Photo-based referring expression data
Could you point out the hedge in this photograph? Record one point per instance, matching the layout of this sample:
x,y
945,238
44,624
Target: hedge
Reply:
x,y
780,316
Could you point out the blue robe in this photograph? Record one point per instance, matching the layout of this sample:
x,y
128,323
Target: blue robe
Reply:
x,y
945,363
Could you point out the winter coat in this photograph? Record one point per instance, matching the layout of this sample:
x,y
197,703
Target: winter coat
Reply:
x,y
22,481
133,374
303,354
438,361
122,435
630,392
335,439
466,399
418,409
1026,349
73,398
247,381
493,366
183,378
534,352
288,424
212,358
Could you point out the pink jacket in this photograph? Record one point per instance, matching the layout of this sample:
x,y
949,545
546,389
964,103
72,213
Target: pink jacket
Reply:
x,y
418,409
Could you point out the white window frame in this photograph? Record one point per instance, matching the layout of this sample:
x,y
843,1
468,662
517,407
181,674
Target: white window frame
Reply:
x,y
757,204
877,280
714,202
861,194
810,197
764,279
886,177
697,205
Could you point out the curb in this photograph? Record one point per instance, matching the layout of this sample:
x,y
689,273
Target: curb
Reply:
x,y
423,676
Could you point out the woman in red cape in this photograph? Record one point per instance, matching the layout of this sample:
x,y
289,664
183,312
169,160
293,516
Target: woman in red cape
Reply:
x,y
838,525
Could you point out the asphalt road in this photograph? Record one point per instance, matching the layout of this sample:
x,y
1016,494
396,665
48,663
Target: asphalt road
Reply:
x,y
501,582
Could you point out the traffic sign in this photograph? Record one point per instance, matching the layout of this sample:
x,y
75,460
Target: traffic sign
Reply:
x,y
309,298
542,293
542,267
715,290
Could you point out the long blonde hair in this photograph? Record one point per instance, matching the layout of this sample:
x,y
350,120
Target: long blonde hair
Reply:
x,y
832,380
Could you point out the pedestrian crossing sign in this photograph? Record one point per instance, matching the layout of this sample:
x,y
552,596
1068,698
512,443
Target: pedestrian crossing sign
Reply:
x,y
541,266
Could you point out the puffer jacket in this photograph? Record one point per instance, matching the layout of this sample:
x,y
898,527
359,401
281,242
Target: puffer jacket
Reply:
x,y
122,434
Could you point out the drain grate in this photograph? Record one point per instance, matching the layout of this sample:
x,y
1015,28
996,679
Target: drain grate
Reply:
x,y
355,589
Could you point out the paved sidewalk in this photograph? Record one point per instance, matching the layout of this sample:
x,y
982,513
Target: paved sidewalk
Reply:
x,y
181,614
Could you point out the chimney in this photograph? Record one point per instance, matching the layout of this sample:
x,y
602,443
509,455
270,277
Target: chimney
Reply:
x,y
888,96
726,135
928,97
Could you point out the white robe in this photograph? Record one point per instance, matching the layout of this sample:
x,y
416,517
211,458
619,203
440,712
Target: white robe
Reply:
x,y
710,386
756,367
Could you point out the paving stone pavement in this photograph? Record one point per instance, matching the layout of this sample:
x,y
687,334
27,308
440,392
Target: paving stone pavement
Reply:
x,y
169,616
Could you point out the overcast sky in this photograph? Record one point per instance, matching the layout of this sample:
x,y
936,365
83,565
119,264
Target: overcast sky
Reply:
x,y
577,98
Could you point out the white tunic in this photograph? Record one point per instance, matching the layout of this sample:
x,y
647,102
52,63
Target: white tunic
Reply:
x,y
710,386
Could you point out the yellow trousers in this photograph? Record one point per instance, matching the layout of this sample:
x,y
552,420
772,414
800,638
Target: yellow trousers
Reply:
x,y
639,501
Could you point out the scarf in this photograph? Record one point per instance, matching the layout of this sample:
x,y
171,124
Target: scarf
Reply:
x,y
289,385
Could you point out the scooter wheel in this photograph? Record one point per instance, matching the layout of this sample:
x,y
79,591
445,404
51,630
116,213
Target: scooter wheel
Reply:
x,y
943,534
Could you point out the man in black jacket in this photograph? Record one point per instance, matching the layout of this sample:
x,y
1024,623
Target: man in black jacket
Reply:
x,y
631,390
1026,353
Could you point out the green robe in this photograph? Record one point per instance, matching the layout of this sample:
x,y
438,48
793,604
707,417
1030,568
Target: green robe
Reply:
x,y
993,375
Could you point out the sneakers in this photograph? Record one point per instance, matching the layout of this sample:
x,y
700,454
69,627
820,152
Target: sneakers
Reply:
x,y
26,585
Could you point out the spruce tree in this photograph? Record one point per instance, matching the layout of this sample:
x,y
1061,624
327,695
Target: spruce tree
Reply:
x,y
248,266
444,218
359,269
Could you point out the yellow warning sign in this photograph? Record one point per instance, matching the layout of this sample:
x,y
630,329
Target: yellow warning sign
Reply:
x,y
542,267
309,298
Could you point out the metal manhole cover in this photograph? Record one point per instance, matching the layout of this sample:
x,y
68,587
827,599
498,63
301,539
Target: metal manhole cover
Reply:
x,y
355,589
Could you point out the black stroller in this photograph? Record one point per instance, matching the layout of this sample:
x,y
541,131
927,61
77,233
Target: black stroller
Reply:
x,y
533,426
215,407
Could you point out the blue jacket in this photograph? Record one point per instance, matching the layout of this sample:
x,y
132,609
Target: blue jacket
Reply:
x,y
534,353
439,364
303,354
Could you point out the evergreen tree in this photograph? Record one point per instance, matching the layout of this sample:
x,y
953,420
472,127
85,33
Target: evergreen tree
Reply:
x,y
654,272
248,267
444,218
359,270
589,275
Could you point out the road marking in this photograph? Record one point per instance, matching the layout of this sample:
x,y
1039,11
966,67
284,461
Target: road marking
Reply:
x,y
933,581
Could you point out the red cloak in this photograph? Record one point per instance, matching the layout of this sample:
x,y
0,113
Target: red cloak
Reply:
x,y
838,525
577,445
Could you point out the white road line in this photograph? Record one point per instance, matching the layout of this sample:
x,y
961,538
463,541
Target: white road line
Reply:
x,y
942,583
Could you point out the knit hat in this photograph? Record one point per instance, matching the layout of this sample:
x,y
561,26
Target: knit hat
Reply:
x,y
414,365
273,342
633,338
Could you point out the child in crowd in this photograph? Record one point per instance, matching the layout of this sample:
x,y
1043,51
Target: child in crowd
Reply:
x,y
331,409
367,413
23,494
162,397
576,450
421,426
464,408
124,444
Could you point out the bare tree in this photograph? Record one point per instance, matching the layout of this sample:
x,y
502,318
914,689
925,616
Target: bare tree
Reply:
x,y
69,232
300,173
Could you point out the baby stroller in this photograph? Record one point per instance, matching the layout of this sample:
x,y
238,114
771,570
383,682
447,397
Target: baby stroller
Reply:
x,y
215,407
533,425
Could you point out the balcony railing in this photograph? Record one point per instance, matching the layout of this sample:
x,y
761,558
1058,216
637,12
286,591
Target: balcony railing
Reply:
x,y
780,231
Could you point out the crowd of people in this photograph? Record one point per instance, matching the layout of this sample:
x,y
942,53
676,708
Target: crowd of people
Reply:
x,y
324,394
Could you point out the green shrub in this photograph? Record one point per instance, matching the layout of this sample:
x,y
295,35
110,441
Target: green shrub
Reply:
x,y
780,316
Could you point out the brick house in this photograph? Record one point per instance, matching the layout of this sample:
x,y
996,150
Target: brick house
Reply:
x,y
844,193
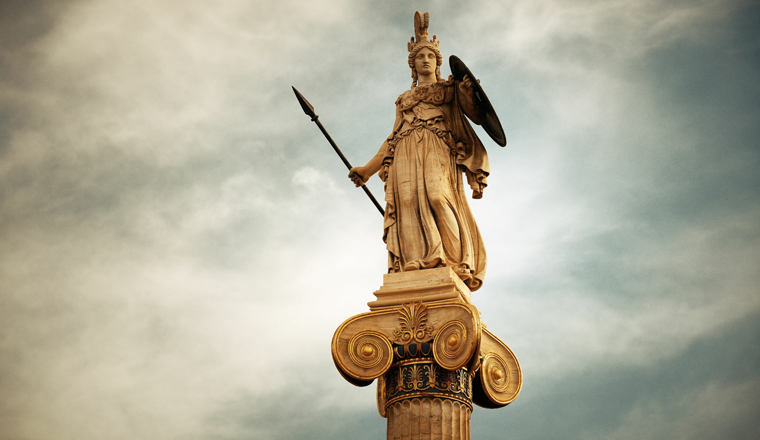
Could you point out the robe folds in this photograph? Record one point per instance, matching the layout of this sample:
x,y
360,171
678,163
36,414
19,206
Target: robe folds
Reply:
x,y
428,222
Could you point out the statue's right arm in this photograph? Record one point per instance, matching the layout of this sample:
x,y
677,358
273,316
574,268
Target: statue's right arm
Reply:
x,y
359,175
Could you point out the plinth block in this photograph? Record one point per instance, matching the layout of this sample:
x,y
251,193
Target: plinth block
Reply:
x,y
428,286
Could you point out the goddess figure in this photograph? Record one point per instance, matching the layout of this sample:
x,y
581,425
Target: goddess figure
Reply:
x,y
428,222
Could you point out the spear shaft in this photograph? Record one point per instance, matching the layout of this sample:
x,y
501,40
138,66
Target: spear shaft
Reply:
x,y
309,110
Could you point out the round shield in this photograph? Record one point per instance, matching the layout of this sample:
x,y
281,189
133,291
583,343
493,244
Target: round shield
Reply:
x,y
491,123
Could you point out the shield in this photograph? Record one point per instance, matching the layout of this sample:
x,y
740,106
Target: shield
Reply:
x,y
491,123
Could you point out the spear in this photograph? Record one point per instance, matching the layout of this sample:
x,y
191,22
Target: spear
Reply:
x,y
309,110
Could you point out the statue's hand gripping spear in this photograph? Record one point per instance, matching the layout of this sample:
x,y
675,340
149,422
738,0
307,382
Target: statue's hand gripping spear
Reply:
x,y
309,110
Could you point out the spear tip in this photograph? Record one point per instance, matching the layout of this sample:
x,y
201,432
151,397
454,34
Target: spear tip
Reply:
x,y
307,108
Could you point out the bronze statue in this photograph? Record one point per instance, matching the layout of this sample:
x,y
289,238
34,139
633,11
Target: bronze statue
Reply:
x,y
428,222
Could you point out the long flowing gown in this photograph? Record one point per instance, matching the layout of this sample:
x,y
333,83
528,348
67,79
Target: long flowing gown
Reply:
x,y
428,222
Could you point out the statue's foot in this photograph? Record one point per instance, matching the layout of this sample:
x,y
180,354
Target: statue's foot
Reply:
x,y
412,265
463,272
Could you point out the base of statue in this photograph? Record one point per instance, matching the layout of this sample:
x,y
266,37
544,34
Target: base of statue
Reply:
x,y
425,343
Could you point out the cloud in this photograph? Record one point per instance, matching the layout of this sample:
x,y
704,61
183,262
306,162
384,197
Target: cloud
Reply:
x,y
179,242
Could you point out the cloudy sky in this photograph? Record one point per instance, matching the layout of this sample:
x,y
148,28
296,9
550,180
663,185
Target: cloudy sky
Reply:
x,y
178,242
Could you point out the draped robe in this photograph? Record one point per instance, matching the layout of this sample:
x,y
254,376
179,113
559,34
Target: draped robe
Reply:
x,y
428,222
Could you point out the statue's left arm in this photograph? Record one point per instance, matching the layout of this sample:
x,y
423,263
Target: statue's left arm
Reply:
x,y
468,102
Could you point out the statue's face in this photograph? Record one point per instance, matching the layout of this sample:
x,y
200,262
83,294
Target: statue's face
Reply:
x,y
424,62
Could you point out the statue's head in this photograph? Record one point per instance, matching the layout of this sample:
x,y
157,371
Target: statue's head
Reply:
x,y
420,45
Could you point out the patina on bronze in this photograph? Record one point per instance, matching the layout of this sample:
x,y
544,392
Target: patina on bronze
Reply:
x,y
491,123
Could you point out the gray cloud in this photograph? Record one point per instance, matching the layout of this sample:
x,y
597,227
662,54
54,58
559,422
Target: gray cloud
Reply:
x,y
179,242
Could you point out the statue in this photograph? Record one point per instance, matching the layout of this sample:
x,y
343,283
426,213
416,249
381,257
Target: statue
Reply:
x,y
423,339
428,222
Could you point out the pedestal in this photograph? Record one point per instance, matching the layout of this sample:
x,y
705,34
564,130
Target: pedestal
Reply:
x,y
425,344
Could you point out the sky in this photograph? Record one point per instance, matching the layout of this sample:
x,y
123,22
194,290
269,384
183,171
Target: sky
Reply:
x,y
178,242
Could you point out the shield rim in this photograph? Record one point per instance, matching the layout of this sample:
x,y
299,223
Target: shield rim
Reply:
x,y
491,123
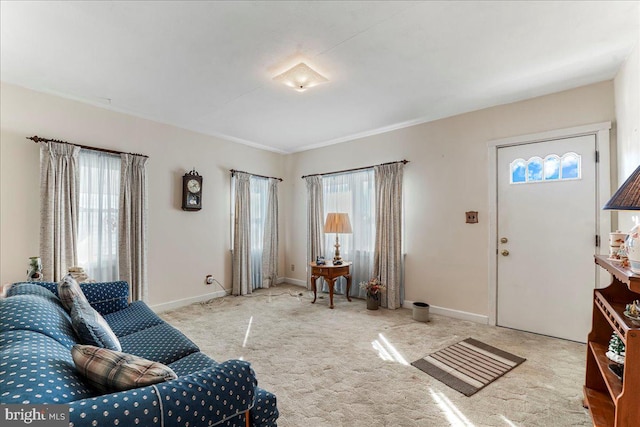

> **What is expected**
What you return should be the lines from the start of the data through the line with "Target: winter coat", quoted exactly and nothing more.

> **Final answer**
Could you point out the hedge in this photograph? Record one point per instance, matching the layout of this sample:
x,y
945,238
44,624
Target: hedge
Reply:
x,y
780,316
Could you point out the blue robe in this photograph? Record one point per instance, matching the layout of this sample:
x,y
128,323
Target: blue robe
Reply:
x,y
945,363
Could you point out the winter coat in this photograph? Record one point per instance, matching the layout of this sample:
x,y
197,703
Target: winter coat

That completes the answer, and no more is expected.